> **Exercise set**:
1. In the text on new rules for Kardashian television, what must happen to three current airings?
2. Copy out the Kardashian television text starting with "Three current airings" and going on through "bid for president.", but swap "peacekeeping force" for "rescue team".
3. Carry on the story about new rules for Kardashian television from the point where it stops.

> **Reading text**:
_ _ _ _
Thursday, January 14, 2016

New Rules for Kardashian Television

At first, the press thought they were joking, but the network programmer came thru the Dark Net, and made these demands.
This is horror reality and rock and roll, said the Dark Net priestess, Un.7,and we cannot have this timespace crashing and burning, so here's the deal. 
Three current airings must be combined for brevity...

Kate plus 8 meets the Kardashian - Jenners and they have a sitdown with Trump and Co. and
for the sake of airspace, and oxygen levels, UN sends in a peacekeeping force to arbitrate and asks for a total blackout of all parties immediately.  Unless, said the negotiator, perhaps we can put all of you on one show and air it over Sirius....?

Whatyasay?
Trump could not say anything.
He gritted his teeth, not wishing to jeopardize his bid for president.
_ _ _ _
> **Stored records**:
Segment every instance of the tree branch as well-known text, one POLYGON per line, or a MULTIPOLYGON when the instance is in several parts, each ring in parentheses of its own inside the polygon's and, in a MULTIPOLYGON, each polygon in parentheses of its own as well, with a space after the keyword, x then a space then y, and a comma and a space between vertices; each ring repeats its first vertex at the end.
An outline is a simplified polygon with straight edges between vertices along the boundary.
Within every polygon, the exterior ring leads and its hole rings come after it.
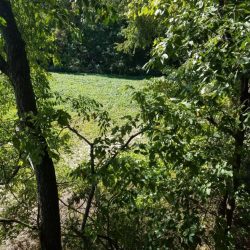
POLYGON ((103 165, 102 168, 107 169, 108 166, 112 163, 112 161, 113 161, 122 151, 124 151, 124 150, 129 146, 129 143, 130 143, 135 137, 137 137, 138 135, 143 134, 146 130, 147 130, 147 128, 144 128, 144 129, 142 129, 141 131, 139 131, 139 132, 137 132, 137 133, 131 135, 131 136, 129 137, 129 139, 127 140, 127 142, 124 143, 124 144, 123 144, 123 145, 113 154, 113 156, 107 160, 107 162, 103 165))
POLYGON ((15 170, 13 171, 13 173, 11 174, 11 176, 5 182, 0 182, 0 186, 8 185, 11 182, 11 180, 18 174, 20 168, 21 168, 21 166, 19 166, 19 165, 16 166, 15 170))
POLYGON ((6 75, 9 76, 8 64, 4 58, 0 55, 0 70, 6 75))
POLYGON ((93 143, 91 143, 86 137, 84 137, 83 135, 81 135, 75 128, 70 127, 69 125, 67 126, 67 128, 73 132, 74 134, 76 134, 80 139, 84 140, 89 146, 92 146, 93 143))
POLYGON ((4 223, 4 224, 12 224, 12 223, 17 223, 20 224, 24 227, 30 228, 32 230, 38 230, 38 228, 36 226, 30 225, 26 222, 17 220, 17 219, 8 219, 8 218, 0 218, 0 223, 4 223))

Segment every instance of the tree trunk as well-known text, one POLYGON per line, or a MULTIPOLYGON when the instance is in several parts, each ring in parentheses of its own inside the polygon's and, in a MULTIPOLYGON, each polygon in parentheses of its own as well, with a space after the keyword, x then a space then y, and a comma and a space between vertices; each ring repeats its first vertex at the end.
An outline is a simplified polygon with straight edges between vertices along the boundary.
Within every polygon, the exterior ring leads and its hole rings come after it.
POLYGON ((44 250, 60 250, 60 215, 54 164, 48 154, 48 145, 41 133, 41 129, 34 126, 29 118, 29 114, 37 115, 36 99, 31 82, 25 43, 18 30, 8 0, 0 0, 0 16, 7 23, 0 26, 5 40, 7 57, 7 61, 2 57, 0 58, 0 69, 9 77, 13 85, 18 115, 23 122, 23 126, 28 128, 32 135, 35 136, 41 148, 41 160, 34 163, 41 215, 41 248, 44 250))
POLYGON ((245 114, 248 111, 250 96, 249 96, 249 79, 247 77, 242 77, 240 81, 240 105, 241 110, 239 114, 239 127, 235 133, 235 146, 233 155, 233 185, 232 190, 227 198, 226 206, 226 219, 227 219, 227 230, 230 230, 233 223, 234 210, 236 207, 235 193, 240 186, 240 171, 242 170, 243 162, 243 149, 246 130, 244 128, 245 114))

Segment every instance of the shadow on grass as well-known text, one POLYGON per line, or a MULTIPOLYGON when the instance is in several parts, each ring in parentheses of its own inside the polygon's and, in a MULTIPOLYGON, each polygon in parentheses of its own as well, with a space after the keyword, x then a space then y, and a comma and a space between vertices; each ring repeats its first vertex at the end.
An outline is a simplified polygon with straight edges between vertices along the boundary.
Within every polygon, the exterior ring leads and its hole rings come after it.
POLYGON ((79 72, 57 72, 57 71, 50 71, 50 73, 57 73, 57 74, 67 74, 67 75, 73 75, 73 76, 100 76, 100 77, 106 77, 106 78, 118 78, 118 79, 124 79, 124 80, 147 80, 152 77, 153 75, 117 75, 117 74, 98 74, 98 73, 79 73, 79 72))

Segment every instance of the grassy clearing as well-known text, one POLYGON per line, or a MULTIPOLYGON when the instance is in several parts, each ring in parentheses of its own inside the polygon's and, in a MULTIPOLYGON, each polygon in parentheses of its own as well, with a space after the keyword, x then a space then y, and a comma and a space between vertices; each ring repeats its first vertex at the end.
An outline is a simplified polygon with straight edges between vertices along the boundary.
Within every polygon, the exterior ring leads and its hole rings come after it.
POLYGON ((136 103, 132 102, 132 86, 140 89, 145 80, 139 77, 119 77, 96 74, 59 74, 52 73, 51 89, 62 96, 87 96, 103 104, 115 121, 124 115, 137 112, 136 103))
MULTIPOLYGON (((139 77, 115 77, 110 75, 97 74, 59 74, 52 73, 51 90, 58 92, 62 97, 74 97, 79 95, 87 96, 103 105, 110 117, 118 124, 122 123, 121 117, 125 115, 135 115, 138 106, 132 101, 134 90, 128 86, 139 90, 145 86, 146 80, 139 77)), ((64 105, 68 109, 67 104, 64 105)), ((73 117, 73 127, 87 137, 90 141, 99 135, 99 129, 93 122, 82 123, 74 112, 70 112, 73 117)), ((82 159, 88 157, 89 148, 79 140, 77 136, 71 134, 69 146, 72 154, 64 157, 60 165, 77 166, 82 159)))

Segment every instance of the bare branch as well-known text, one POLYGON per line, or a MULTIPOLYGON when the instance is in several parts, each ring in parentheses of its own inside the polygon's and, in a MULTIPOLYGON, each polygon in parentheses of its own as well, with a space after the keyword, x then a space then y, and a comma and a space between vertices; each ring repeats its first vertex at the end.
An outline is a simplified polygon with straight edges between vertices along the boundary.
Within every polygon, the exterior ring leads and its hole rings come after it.
POLYGON ((78 211, 76 208, 70 206, 69 204, 67 204, 66 202, 64 202, 62 199, 59 198, 59 201, 65 206, 67 207, 68 209, 71 209, 72 211, 75 211, 76 213, 79 213, 79 214, 83 214, 82 212, 78 211))
POLYGON ((70 127, 69 125, 67 126, 67 128, 73 132, 74 134, 76 134, 80 139, 84 140, 89 146, 92 146, 93 143, 91 143, 86 137, 84 137, 83 135, 81 135, 75 128, 70 127))
POLYGON ((146 130, 147 128, 144 128, 141 131, 131 135, 129 139, 113 154, 113 156, 107 160, 107 162, 103 165, 103 168, 108 168, 112 161, 129 146, 130 142, 138 135, 143 134, 146 130))
POLYGON ((8 64, 4 58, 0 55, 0 70, 7 76, 9 76, 8 64))
POLYGON ((86 224, 87 224, 87 219, 89 217, 89 212, 90 212, 90 209, 91 209, 92 200, 93 200, 94 195, 95 195, 95 189, 96 189, 96 184, 93 183, 92 186, 91 186, 91 190, 90 190, 90 193, 89 193, 87 205, 86 205, 86 208, 85 208, 85 213, 84 213, 83 220, 82 220, 82 226, 81 226, 81 231, 82 232, 84 232, 86 224))
POLYGON ((18 174, 19 170, 20 170, 21 166, 16 166, 13 173, 11 174, 11 176, 5 181, 5 182, 0 182, 0 185, 3 186, 3 185, 8 185, 12 179, 18 174))
POLYGON ((30 228, 32 230, 38 230, 38 228, 34 225, 30 225, 26 222, 23 222, 23 221, 20 221, 20 220, 17 220, 17 219, 9 219, 9 218, 0 218, 0 223, 4 223, 4 224, 12 224, 12 223, 17 223, 17 224, 20 224, 24 227, 27 227, 27 228, 30 228))

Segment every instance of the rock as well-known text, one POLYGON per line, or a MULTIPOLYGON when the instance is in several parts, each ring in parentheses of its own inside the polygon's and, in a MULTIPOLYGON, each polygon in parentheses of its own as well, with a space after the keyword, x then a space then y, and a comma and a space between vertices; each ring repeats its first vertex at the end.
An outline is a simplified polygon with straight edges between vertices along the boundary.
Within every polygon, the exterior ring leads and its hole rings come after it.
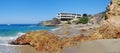
POLYGON ((12 44, 26 45, 29 41, 26 40, 25 35, 18 37, 12 44))
POLYGON ((107 7, 106 15, 107 18, 116 18, 116 16, 120 16, 120 0, 111 0, 107 7))
POLYGON ((57 24, 60 24, 60 20, 57 18, 53 18, 52 20, 47 20, 42 23, 42 25, 45 25, 45 26, 53 26, 57 24))

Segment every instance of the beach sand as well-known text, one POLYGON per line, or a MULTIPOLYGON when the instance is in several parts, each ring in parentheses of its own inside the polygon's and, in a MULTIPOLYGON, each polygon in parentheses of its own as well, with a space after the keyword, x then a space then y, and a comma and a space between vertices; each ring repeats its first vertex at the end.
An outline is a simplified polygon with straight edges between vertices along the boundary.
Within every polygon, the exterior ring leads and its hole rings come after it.
MULTIPOLYGON (((81 42, 74 47, 51 53, 120 53, 120 39, 106 39, 81 42)), ((36 51, 29 45, 0 44, 0 53, 49 53, 36 51)))

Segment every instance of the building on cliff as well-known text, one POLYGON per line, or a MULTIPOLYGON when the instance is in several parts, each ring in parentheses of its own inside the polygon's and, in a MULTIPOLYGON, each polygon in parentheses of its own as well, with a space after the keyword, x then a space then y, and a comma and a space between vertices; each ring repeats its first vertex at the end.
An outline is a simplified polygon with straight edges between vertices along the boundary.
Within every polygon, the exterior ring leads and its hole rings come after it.
POLYGON ((58 13, 57 18, 61 21, 61 23, 67 23, 70 21, 73 23, 73 21, 78 20, 78 18, 81 17, 81 14, 74 14, 74 13, 58 13))

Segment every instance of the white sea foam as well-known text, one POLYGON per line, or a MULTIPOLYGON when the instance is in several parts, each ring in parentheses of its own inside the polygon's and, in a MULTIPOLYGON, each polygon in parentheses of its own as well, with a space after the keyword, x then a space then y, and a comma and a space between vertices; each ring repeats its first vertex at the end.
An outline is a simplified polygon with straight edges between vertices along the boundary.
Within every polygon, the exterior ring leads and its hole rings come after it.
POLYGON ((36 26, 28 26, 28 27, 36 27, 36 26))
POLYGON ((11 36, 11 37, 0 37, 0 43, 10 43, 13 40, 15 40, 17 37, 24 35, 25 33, 19 32, 16 36, 11 36))

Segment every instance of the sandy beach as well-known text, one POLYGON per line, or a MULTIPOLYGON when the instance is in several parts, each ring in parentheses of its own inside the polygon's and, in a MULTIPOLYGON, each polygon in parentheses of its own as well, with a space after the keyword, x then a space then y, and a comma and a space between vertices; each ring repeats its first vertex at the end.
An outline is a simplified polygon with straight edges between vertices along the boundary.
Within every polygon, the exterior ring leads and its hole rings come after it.
POLYGON ((57 52, 36 51, 29 45, 0 44, 0 53, 120 53, 120 39, 102 39, 81 42, 57 52))

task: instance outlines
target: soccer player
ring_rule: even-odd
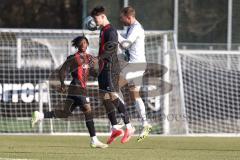
[[[135,128],[129,122],[129,117],[125,109],[126,107],[120,100],[117,93],[119,90],[118,82],[120,73],[120,66],[117,57],[117,30],[108,21],[106,11],[103,6],[95,7],[91,11],[91,16],[96,24],[101,28],[98,57],[102,60],[99,61],[100,74],[98,76],[98,84],[100,97],[112,125],[112,133],[107,143],[112,143],[123,132],[118,127],[115,107],[118,109],[118,112],[121,114],[121,117],[126,125],[124,136],[121,139],[122,143],[126,143],[134,134]]]
[[[67,70],[71,73],[72,81],[68,88],[68,96],[65,101],[63,110],[53,110],[50,112],[40,113],[38,111],[32,114],[32,127],[43,118],[67,118],[72,115],[73,110],[79,106],[85,115],[85,122],[88,128],[93,148],[106,148],[107,144],[100,142],[95,133],[93,113],[91,106],[86,97],[86,83],[89,76],[89,71],[92,65],[96,62],[93,56],[89,55],[86,50],[89,45],[88,39],[85,36],[76,37],[72,40],[72,46],[78,51],[70,55],[59,70],[59,79],[61,82],[61,91],[65,92],[64,79]]]
[[[135,18],[134,8],[123,8],[121,10],[120,20],[125,26],[128,26],[123,36],[118,34],[118,41],[120,46],[125,49],[125,60],[128,62],[122,69],[120,83],[124,85],[127,80],[130,87],[130,95],[141,117],[143,130],[138,137],[138,141],[141,141],[152,130],[152,126],[147,121],[145,105],[139,94],[143,74],[146,69],[145,34],[142,25]]]

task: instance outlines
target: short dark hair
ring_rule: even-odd
[[[78,37],[74,38],[74,39],[72,40],[72,46],[75,47],[75,48],[79,48],[79,43],[80,43],[82,40],[86,40],[86,41],[87,41],[87,44],[89,45],[89,42],[88,42],[87,37],[85,37],[85,36],[83,35],[83,36],[78,36]]]
[[[106,10],[103,6],[97,6],[91,11],[91,16],[99,16],[100,14],[106,14]]]
[[[128,7],[124,7],[122,10],[121,10],[121,13],[124,15],[124,16],[133,16],[135,17],[135,9],[131,6],[128,6]]]

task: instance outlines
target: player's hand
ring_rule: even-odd
[[[66,93],[66,92],[67,92],[67,89],[66,89],[65,84],[62,84],[62,85],[61,85],[61,87],[60,87],[60,92],[62,92],[62,93]]]

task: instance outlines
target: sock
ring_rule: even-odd
[[[98,138],[97,138],[97,136],[93,136],[93,137],[91,137],[91,140],[92,140],[93,142],[97,142],[97,141],[98,141]]]
[[[96,136],[96,131],[95,131],[95,127],[94,127],[92,112],[85,113],[84,115],[85,115],[86,126],[88,128],[88,132],[90,134],[90,137]]]
[[[41,113],[40,113],[41,116]],[[44,112],[43,118],[53,118],[55,117],[54,111]]]
[[[119,98],[113,100],[112,103],[117,107],[118,112],[120,113],[124,124],[128,124],[129,116],[126,112],[126,108],[125,108],[126,106],[122,103],[122,101]]]
[[[126,124],[127,129],[132,128],[131,123]]]
[[[135,107],[138,111],[138,114],[141,117],[143,125],[147,123],[147,117],[146,117],[146,110],[145,110],[145,105],[142,101],[142,98],[137,98],[135,101]]]
[[[110,99],[103,100],[103,104],[106,108],[108,119],[110,120],[111,125],[112,126],[116,125],[117,118],[116,118],[116,114],[115,114],[114,105],[112,104],[111,100]]]

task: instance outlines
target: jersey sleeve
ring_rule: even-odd
[[[65,76],[66,76],[66,72],[67,72],[67,69],[72,61],[72,56],[69,56],[67,58],[67,60],[63,63],[63,65],[61,66],[61,68],[59,69],[59,80],[61,82],[61,85],[64,85],[64,80],[65,80]]]

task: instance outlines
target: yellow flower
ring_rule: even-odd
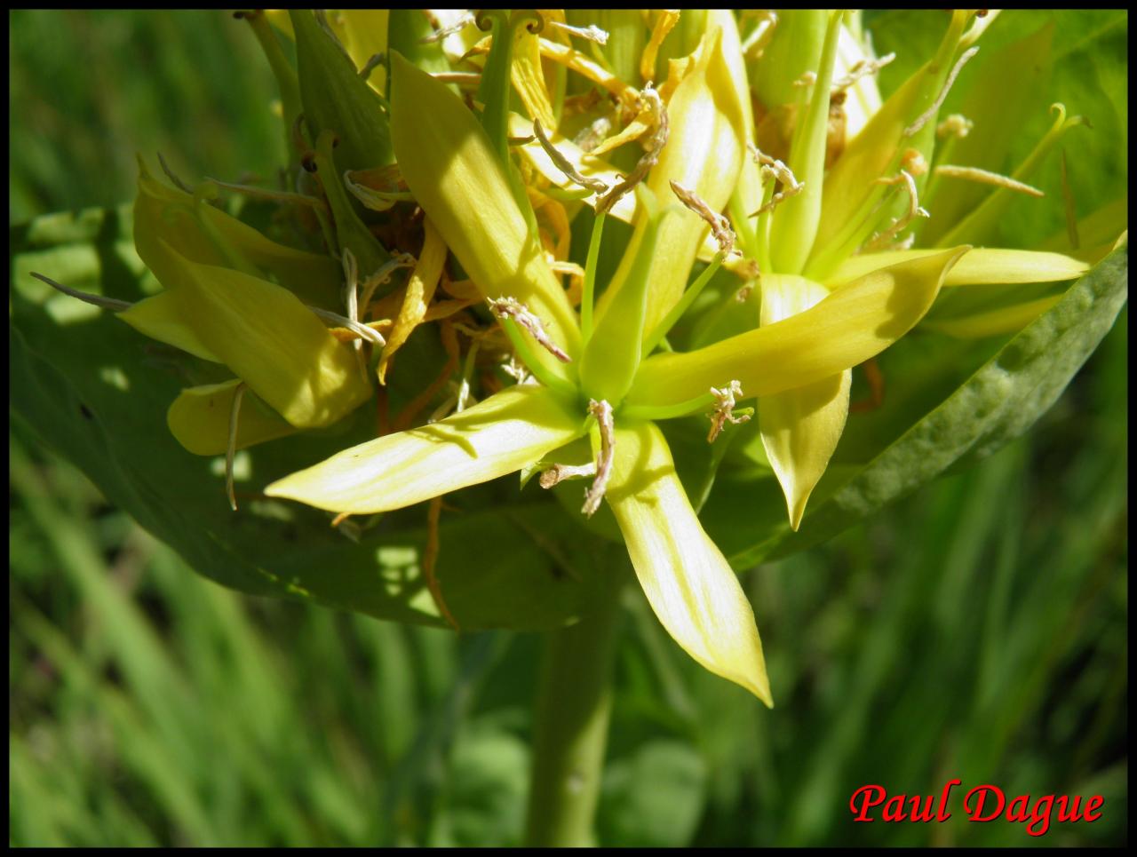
_ _ _ _
> **Task results**:
1. They must be combined for brevity.

2.
Three current airings must be combined for brevity...

Kate plus 8 meets the Kardashian - Jenners and they have a sitdown with Trump and Co. and
for the sake of airspace, and oxygen levels, UN sends in a rescue team to arbitrate and asks for a total blackout of all parties immediately.  Unless, said the negotiator, perhaps we can put all of you on one show and air it over Sirius....?

Whatyasay?
Trump could not say anything.
He gritted his teeth, not wishing to jeopardize his bid for president.

3.
The KKKJ's (and Kanye and Ko) cried, but accepted their fate, and 
in an act of charity, took on the Kate plus 8 cast for the more g rated version of Nickolodean offering E Entertainment and tv bot Ryan Seacrest millions, which he immediately accepted. 

Kate, of course, was up in arms, but she cosied up to Trump, smelling money...

Kylie declared war since she was promoting her new line of makeup, WarPaint.

Then the Late Robert Kardashian appeared at the proceedings with a motion to cease and desist....attorneys never die, they come back from the dead when they are in legal jeopardy...

The Dark Net Dragon priestess agrees to renegotiate the deal as long as the ghost continued to appear on the show. 

starring as ghostdad and ghost attorney/advisor...
Dark net programmer/priests can do that.
They can raise the dead. 


Ah, in a perfect world.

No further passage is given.